Senin, 10 Desember 2012

Telepon Selular, Cultural Lag, dan Pelanggaran Hukum

(sumber gambar: prezi.com)
Telepon Seluler
Dewasa ini, perkembangan teknologi demikian cepat terjadi. Bahkan teknologi telah menjadi bagian yang tak terpisahkan dari lingkup kehidupan kita sehari-hari. Salah satu produk teknologi yang saat ini seolah tak bisa dilepaskan dari diri kita adalah telepon seluler (ponsel). Kemana pun kita pergi, ponsel menjadi piranti wajib bawa. Jika saja kita lupa membawanya, kita akan  segera mengalami kebingungan, karena merasa telah terputus dari interaksi dengan dunia luar.
Kiprah ponsel di Indonesia diawali ketika pada 1993 PT Telkom memulai proyek percontohan seluler digital Global System for Mobile (GSM), dimulai di dua pulau, yakni Pulau Batam dan Pulau Bintan. Kemudian disusul pada tahun 1994 PT Satelit Palapa Indonesia (Satelindo) beroperasi sebagai operator GSM pertama di Indonesia, dengan mengawali kegiatan operasinya di Jakarta. Saat itu ponsel hanya dimiliki oleh kalangan the haves, dan masih termasuk ke dalam kebutuhan kemewahan (tersier) karena harga jual yang kurang terjangkau. Dalam  perkembangan selanjutnya, penggunaan ponsel menjadi sangat pesat. Ponsel seketika menjadi kebutuhan sekunder, sebelum akhirnya sekarang ini dirasa cukup sah jika ponsel ditahbiskan sebagai kebutuhan primer.
Ponsel sebagai suatu produk teknologi, saat ini telah menjadi suatu identitas budaya era informatika. Penggunaan ponsel sebagai gadget komunikasi sudah melekat pada setiap derap langkah kegiatan manusia di era ini. Ponsel seolah telah terintegrasi dan terinternalisasi dengan diri kita. Dimanapun kita berada, bukan suatu pemandangan yang aneh saat terdapat banyak orang menggenggam ponsel, dengan tingkah khas kepala menunduk dan berkonsentrasi pada screen ponsel, pun seringkali diikuti dengan sikap tak acuh pada lingkungan sekitar. Dalam perkembangan selanjutnya, kegiatan menggunakan ponsel sampai pada taraf menimbulkan ketidaknyamanan bahkan berpotensi membahayakan.

____

=== Soal Tugas A ===
Sebutkan semua tingkat kebutuhan yang disandang ponsel menurut teks tentang telepon seluler.
=== Soal Tugas B ===
Lanjutkan teks tentang telepon seluler mulai dari kalimat setelah kalimat terakhirnya.

____

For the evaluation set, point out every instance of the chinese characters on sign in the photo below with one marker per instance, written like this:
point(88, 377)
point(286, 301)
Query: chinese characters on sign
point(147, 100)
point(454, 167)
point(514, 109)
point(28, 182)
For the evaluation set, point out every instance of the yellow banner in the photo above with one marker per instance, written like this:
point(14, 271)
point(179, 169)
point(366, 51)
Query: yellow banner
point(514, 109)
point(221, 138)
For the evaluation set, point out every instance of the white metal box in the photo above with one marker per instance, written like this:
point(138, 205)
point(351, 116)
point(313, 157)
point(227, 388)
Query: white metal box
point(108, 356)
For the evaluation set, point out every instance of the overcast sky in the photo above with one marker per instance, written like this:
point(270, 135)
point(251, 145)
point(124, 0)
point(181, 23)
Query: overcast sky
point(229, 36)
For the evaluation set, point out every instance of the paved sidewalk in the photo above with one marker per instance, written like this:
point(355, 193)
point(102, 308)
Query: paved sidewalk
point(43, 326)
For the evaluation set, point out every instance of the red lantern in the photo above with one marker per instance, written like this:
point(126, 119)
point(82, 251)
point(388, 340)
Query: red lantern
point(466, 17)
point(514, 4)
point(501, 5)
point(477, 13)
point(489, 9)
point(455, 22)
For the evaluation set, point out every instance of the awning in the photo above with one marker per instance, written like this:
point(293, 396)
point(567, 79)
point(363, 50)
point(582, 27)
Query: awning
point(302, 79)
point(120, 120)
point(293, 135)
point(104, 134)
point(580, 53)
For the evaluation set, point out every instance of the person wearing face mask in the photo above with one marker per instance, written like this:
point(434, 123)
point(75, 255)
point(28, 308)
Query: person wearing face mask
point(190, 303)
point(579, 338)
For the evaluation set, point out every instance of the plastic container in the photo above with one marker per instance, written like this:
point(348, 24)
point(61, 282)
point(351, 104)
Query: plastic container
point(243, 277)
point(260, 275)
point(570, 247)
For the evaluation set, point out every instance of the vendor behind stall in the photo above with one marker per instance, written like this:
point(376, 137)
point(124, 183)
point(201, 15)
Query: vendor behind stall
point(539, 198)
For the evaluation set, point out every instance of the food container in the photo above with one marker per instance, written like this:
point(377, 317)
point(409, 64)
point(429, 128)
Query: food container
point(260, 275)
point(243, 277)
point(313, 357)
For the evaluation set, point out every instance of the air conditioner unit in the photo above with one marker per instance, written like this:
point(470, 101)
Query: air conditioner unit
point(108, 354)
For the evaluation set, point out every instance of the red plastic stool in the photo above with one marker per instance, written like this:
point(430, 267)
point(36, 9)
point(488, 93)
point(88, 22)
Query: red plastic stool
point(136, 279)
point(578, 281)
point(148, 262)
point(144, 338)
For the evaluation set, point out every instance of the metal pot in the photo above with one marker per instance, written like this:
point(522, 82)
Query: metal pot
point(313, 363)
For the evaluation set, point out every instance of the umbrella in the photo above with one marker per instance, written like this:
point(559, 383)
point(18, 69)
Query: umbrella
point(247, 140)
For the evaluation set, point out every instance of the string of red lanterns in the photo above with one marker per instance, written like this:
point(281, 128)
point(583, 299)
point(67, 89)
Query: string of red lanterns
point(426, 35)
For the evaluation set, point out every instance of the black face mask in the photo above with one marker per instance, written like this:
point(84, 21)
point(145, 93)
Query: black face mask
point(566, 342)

____

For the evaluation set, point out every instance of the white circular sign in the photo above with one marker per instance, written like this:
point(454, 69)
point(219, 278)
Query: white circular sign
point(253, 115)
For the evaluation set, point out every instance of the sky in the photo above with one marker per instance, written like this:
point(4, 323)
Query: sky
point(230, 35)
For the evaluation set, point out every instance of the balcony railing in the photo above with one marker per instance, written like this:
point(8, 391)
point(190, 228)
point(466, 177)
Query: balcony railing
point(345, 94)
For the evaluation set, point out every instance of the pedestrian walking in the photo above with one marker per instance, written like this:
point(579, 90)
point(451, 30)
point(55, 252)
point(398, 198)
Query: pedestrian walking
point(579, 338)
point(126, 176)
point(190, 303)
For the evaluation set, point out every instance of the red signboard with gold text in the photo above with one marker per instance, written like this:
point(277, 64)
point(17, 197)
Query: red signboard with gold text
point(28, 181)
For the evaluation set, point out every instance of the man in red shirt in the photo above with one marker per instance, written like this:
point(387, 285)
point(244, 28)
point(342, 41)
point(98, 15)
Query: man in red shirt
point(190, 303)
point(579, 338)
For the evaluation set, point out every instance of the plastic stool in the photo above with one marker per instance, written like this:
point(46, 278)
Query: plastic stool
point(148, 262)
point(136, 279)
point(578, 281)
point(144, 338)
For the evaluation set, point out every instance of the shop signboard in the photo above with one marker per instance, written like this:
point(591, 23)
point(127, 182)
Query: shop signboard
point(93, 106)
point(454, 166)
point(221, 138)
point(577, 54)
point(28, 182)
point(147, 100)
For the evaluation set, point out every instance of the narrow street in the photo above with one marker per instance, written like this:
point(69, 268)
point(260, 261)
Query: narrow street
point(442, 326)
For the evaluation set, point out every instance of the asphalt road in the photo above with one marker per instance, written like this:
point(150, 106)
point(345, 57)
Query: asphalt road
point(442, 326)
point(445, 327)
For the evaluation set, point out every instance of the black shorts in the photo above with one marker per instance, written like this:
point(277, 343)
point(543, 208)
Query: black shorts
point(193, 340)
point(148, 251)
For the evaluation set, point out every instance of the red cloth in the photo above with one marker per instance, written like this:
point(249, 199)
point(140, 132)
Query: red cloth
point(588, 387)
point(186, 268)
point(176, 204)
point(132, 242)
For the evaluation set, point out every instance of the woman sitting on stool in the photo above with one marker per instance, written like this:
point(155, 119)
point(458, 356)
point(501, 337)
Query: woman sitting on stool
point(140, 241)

____

=== Keluaran A ===
- Kebutuhan kemewahan (tersier)
- Kebutuhan sekunder
- Kebutuhan primer

=== Keluaran B ===
Cultural Lag dan Pelanggaran Hukum
Ponsel merupakan produk kebudayaan era globalisasi dan informatika. Mengacu pada hal tersebut, akan sangat relevan bila kita meninjaunya dari sudut pandang sosiologis kultural. Kebudayaan mengalami beberapa perubahan karena mengikuti arus perkembangan zaman. Salah satu dari bentuk perubahan kebudayaan menurut Munandar (1987) adalah cultural lag atau  kesenjangan budaya. Cultural lag adalah perbedaan antara taraf kemajuan berbagai bagian dalam kebudayaan suatu masyarakat. Artinya cultural lag di sini adalah adanya selisih waktu antara saat benda (produk kebudayaan) ketika pertama kali diintroduksikan dan saat benda itu diterima secara luas sampai ketika masyarakat penerimanya dapat menyesuaikan diri terhadap benda tersebut.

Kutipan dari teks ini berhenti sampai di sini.